===== Passage for review =====
New Mexico Ranks #1 In Child Hunger; Hunger Not Only Problem Facing Our Kids

Feeding America is the largest hunger-relief organization in the United States. It has a network of 200 food banks and 60,000 food pantries and meal programs scattered throughout the United States. Altogether, the network of organization provides meals to more than 46 million people each year.

Every year, Feeding American conducts a survey known as the “Map the Meal Gap 2019” annual report to identify the extent of at risk of childhood hunger and “food insecurity.” Food insecurity is defined as “inability of individuals or families to know where a portion of their food will come from at any given time.”

According to the just-released 2019 report from Feeding America, 24.1% of children and young teenagers age 18 and younger in New Mexico, or one of every four children, are at risk of childhood hunger and food insecurity making New Mexico’s rank dead last in the country. In 2018 “Map the Meal Gap” also ranked New Mexico as dead last, and in the 2017, the state ranked 49th.

Arkansas is this year’s 49th place holder with 23.6% of children at risk for childhood hunger followed by Louisiana ranked 48th with 23% and Mississippi at 47th with 22.9%. According to the “Map the Meal Gap” report, the states with the fewest percentage of kids who are at risk of food hunger are North Dakota, ranked first with 9.8% of kids, followed by Massachusetts at 11.7%, New Hampshire with 12.3% and Minnesota with 12.6%.

What is striking is how pervasive hunger in New Mexico really is. The Map the Meal Gap reported that 324,000 people of all ages or 15.8% in the State of New Mexico are at risk of hunger. The report ranked the worst five counties in New Mexico with the highest percentage of child hunger and they are: McKinley County with 33.5%, Luna County with 33.4%; Cibola and Catron Counties each with 30.4%; and Sierra County 27.8%.

According to Roadrunner Food Bank spokeswoman, Sonya Warwick, the actual cause of the problem are many factors and she said:

“In some instances, that food insecurity results from adults in a family having unreliable seasonal jobs, or hourly workers suddenly finding that their hours were reduced, people who are unemployed or underemployed, those facing homelessness, domestic violence or health issues. … [Many people fall into the gray area] “where they’re still very poor, but make just over what might qualify them for federal food assistance programs.”

The biggest single factor causing New Mexico’s child hunger and “food insecurity” is the number of children who live in poverty. New Mexico is near the top of this list also. A spokeswoman for New Mexico Voices for Children, said 27% of kids in our state live in poverty, ranking us 49th on this list, tied with Mississippi, according to data from the U.S. Census Bureau. Only Louisiana fares worse, ranked in 50th place with 28% of kids living in poverty.


For the first time in five years, New Mexico has fallen to last among states when it comes to the economic, educational and medical well-being of its children, according to a nonprofit that tracks the status of U.S. kids. According to the 2018 Kids Count Data Book, 30% of New Mexico’s children were living in poverty in 2016, compared to 19% nationwide that year, the earliest figures available. In educational measures, the report says 75% of the state’s fourth-graders were not proficient in reading in 2017, compared to 65% nationally, and 80% of eighth-graders were not performing up to par in math in 2017, compared to 67% across the U.S. The most troubling in the 2018 Kids Count Data Book is New Mexico’s steep drop in ranking for health care measures which previously was a bright spot for the state.
=====
* **What you will do**:
Copy out word for word the stretch of the New Mexico child hunger article from "Arkansas is this" through "Minnesota with 12.6%.".
===== Records =====
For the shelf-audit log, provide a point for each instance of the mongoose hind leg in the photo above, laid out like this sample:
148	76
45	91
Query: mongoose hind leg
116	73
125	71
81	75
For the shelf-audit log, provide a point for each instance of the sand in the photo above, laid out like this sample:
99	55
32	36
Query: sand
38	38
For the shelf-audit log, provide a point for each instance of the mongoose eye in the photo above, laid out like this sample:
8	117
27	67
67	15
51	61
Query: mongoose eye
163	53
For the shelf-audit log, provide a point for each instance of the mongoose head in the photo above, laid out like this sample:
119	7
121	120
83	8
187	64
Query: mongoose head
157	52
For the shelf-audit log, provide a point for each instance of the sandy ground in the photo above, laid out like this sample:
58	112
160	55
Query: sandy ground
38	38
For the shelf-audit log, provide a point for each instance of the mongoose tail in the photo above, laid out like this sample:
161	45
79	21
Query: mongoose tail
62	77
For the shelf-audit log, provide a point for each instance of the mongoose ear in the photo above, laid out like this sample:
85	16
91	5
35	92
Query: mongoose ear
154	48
=====
===== Records =====
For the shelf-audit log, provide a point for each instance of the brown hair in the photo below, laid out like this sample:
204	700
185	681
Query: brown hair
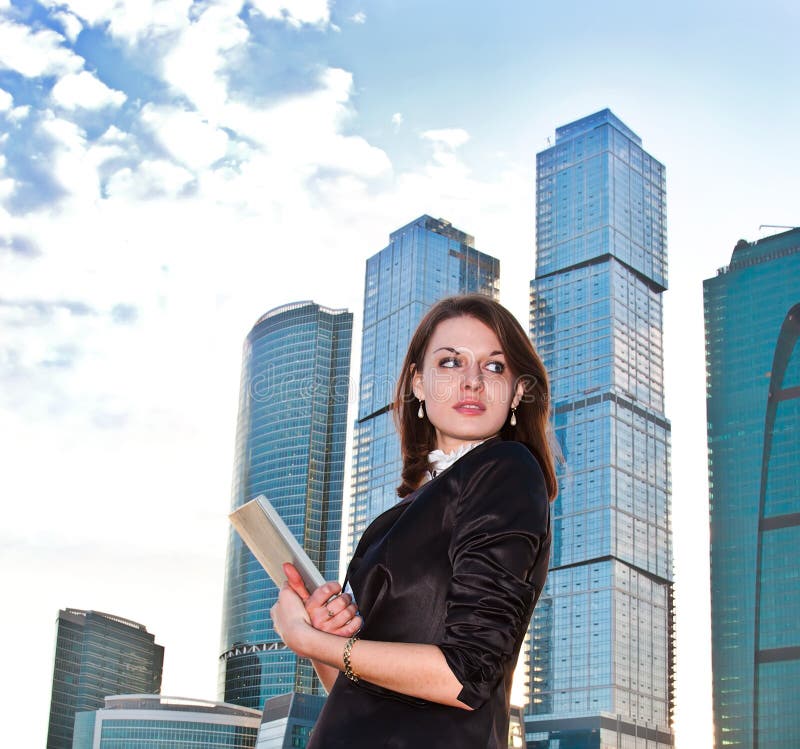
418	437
=====
* **Your response**:
Arkansas is this year’s 49th place holder with 23.6% of children at risk for childhood hunger followed by Louisiana ranked 48th with 23% and Mississippi at 47th with 22.9%. According to the “Map the Meal Gap” report, the states with the fewest percentage of kids who are at risk of food hunger are North Dakota, ranked first with 9.8% of kids, followed by Massachusetts at 11.7%, New Hampshire with 12.3% and Minnesota with 12.6%.